* EXCERPTED TEXT *
****************************************
Expedia Group is seeking a Principal Software Development Engineer to lead the architecture, design, and building of a compute runtime platform based on Kubernetes. This role involves evolving the Kubernetes-based environment, architecting for scale and reliability, improving the developer control plane with CI/CD and GitOps, automating infrastructure lifecycle with IaC, and providing technical leadership and mentorship. The engineer will also be involved in production debugging and collaborating with various teams to deliver platform capabilities.

What you'd actually do

  1. Design and Implement Core Platform Components: Evolve our Kubernetes-based environment, focusing on areas like multi-tenancy, network policy, resource management, and service mesh integration (e.g., Istio, Linkerd).
  2. Architect for Scale and Reliability: Lead the technical design for scaling our control plane and data plane to handle a 10x increase in services and traffic. Define and implement SLOs for the platform itself.
****************************************
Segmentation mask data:
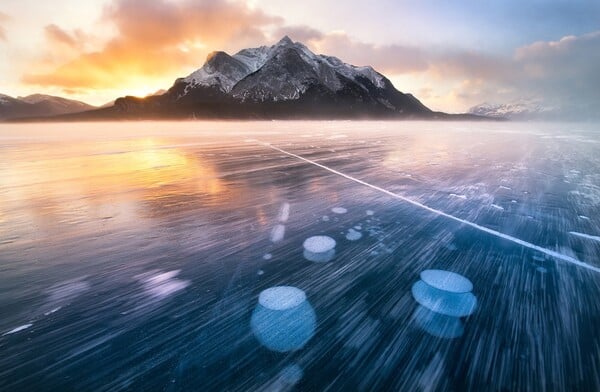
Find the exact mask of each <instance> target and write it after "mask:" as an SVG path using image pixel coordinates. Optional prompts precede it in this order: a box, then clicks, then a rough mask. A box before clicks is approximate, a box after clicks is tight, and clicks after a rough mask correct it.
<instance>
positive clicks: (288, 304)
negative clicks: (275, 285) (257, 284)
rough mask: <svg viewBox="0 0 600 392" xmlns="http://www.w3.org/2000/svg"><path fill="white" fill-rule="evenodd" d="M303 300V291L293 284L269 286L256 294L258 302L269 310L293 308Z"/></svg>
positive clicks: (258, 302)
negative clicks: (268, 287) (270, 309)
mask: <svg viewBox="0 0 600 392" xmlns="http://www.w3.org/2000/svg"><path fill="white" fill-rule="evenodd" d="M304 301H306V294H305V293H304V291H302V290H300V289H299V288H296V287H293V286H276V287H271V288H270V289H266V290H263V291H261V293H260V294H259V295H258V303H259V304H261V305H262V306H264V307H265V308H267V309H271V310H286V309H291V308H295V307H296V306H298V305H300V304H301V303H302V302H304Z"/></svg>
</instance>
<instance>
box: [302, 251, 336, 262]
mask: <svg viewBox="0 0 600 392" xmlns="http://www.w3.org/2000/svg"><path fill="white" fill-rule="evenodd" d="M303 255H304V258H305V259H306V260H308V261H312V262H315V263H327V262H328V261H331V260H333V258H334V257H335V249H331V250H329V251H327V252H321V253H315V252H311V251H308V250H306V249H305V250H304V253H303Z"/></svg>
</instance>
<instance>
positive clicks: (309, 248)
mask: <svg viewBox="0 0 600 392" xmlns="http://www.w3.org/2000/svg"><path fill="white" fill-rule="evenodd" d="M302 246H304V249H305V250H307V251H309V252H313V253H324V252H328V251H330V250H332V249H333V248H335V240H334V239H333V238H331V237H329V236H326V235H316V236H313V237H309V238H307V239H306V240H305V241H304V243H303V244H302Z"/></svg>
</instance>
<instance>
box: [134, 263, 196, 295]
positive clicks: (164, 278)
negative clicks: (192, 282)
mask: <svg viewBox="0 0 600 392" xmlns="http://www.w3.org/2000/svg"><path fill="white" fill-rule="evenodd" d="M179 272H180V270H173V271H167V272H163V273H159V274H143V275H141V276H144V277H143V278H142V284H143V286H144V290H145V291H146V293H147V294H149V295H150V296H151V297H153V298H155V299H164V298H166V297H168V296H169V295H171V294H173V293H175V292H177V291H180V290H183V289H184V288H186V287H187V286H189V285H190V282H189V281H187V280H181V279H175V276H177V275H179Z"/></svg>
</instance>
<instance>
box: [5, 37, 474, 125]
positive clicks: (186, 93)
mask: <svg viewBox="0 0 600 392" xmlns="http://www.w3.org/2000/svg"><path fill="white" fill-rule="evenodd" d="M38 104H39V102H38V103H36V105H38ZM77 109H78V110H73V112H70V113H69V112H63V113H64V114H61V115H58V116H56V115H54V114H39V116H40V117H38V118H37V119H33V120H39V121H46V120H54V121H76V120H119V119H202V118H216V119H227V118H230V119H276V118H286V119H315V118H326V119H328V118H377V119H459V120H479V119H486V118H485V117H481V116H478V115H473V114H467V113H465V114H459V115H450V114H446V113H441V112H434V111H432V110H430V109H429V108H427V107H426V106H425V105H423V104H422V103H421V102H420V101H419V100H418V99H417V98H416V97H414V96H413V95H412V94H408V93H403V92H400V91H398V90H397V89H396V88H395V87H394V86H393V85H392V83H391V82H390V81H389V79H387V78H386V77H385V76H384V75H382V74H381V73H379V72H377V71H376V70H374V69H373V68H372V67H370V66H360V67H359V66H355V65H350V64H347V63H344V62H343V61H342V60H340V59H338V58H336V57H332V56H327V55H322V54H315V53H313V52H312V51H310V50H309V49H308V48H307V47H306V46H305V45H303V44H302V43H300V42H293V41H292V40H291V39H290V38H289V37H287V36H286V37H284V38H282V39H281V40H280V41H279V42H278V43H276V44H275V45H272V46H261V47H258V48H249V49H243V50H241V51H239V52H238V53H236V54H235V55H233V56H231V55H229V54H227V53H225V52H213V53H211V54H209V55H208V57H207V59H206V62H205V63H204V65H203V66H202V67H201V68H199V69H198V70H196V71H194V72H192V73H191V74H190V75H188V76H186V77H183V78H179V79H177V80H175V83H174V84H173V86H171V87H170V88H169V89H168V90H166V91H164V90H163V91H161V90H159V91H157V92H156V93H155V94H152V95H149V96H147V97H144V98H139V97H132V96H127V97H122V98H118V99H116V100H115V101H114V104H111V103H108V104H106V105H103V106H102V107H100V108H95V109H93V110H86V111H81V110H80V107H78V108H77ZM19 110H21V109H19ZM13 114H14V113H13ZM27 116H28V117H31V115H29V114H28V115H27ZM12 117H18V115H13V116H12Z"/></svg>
****************************************
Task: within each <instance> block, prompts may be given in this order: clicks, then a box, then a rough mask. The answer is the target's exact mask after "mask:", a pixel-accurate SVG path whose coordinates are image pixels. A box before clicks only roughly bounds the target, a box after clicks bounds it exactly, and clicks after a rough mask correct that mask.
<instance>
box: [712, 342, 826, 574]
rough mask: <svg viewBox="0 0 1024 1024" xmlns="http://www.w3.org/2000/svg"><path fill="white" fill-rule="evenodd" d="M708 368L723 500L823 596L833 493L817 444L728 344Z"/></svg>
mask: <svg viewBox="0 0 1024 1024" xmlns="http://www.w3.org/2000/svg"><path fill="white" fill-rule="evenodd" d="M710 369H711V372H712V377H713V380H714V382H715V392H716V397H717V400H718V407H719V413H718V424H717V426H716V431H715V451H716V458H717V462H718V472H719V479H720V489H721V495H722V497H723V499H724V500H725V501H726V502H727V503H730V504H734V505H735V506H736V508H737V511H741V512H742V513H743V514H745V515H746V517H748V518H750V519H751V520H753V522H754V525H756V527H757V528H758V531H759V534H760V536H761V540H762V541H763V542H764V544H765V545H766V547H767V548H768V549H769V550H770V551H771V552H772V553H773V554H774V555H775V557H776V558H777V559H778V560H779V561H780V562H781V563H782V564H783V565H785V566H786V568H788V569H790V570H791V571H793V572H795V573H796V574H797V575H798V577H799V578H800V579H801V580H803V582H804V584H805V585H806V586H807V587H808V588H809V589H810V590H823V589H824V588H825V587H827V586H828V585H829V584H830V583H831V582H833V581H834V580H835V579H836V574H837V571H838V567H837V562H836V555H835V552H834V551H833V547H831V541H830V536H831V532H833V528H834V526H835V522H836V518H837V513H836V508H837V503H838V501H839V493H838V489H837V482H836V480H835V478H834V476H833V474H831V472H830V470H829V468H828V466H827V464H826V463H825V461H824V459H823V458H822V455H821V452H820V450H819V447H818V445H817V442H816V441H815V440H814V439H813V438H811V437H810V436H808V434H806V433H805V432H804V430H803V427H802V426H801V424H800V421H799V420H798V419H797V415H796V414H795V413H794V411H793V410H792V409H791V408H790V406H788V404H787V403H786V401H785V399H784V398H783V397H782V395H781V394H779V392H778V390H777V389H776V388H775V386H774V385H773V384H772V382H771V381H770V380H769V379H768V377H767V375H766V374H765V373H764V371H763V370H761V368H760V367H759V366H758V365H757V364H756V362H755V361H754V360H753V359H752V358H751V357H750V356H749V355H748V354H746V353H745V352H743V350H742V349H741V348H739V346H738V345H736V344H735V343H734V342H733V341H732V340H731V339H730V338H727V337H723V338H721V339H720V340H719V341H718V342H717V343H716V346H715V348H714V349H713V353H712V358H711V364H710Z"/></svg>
****************************************
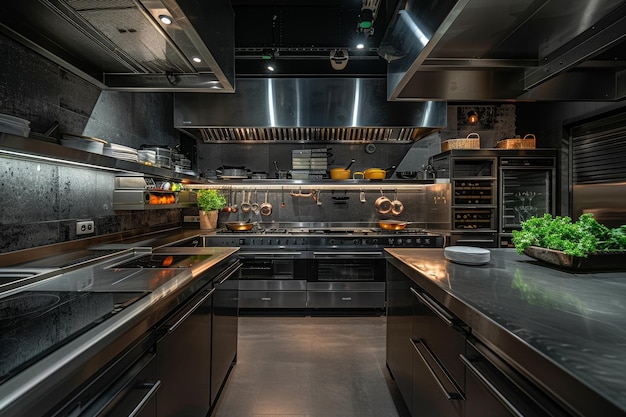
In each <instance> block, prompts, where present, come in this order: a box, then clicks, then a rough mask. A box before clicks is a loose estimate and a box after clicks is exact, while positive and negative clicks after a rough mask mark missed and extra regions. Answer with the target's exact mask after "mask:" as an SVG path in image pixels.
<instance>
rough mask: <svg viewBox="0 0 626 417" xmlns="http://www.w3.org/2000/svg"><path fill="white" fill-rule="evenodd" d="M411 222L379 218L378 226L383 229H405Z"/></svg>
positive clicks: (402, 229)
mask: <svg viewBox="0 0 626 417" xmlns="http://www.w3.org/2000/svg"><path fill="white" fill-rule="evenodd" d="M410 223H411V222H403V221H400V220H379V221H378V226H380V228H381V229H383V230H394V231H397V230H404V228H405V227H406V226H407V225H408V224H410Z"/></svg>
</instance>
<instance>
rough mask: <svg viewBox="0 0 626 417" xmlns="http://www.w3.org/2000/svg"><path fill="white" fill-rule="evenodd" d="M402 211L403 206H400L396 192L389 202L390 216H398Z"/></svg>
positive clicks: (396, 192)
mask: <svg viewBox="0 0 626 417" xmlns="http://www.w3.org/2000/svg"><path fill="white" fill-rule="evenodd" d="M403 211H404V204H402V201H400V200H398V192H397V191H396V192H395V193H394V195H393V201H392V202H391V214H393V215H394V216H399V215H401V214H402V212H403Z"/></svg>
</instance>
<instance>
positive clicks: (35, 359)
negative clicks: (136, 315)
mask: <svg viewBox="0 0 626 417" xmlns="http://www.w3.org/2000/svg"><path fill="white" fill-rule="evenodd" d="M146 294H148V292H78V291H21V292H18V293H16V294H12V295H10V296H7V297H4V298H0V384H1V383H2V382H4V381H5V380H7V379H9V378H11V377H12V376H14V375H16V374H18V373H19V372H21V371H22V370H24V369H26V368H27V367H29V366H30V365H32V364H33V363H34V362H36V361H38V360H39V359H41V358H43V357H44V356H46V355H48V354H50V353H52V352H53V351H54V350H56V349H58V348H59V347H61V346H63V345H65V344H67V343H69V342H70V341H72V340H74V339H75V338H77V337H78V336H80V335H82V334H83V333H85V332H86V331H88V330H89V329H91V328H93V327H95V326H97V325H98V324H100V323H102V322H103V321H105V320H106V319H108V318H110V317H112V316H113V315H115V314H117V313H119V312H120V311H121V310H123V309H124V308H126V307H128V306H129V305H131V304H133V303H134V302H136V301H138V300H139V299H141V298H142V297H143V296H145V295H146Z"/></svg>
****************************************
* EXERCISE REQUIREMENTS *
1 – According to the Kubernetes job posting, what increase in services and traffic must the control plane and data plane be scaled to handle?
2 – Carry on with the Kubernetes job posting from where it stops.
The records were drawn from a separate source.

* ANSWERS TO THE EXERCISE *
1 – A 10x increase.

2 –
  3. Improve the Developer Control Plane: Design and build the next generation of our CI/CD pipelines and GitOps workflows. Drive the strategy for our internal developer portal (e.g., Backstage) to unify tooling, documentation, and service lifecycle management.
  4. Automate Infrastructure Lifecycle: Author and maintain production-grade Infrastructure as Code (IaC) using Terraform and/or Crossplane. Eliminate manual toil by automating cluster provisioning, node lifecycle, and dependency upgrades.
  5. Technical Leadership and Mentorship: Act as a force multiplier. Mentor senior engineers on the team, lead architecture review sessions, and author RFCs to build consensus on significant technical decisions. Your influence will extend beyond the team to application developers and SREs.

Skills

Required

  • infrastructure automation
  • configuration management
  • container orchestration
  • Java
  • Go
  • Python
  • Ruby
  • cloud computing
  • Amazon Web Services (AWS)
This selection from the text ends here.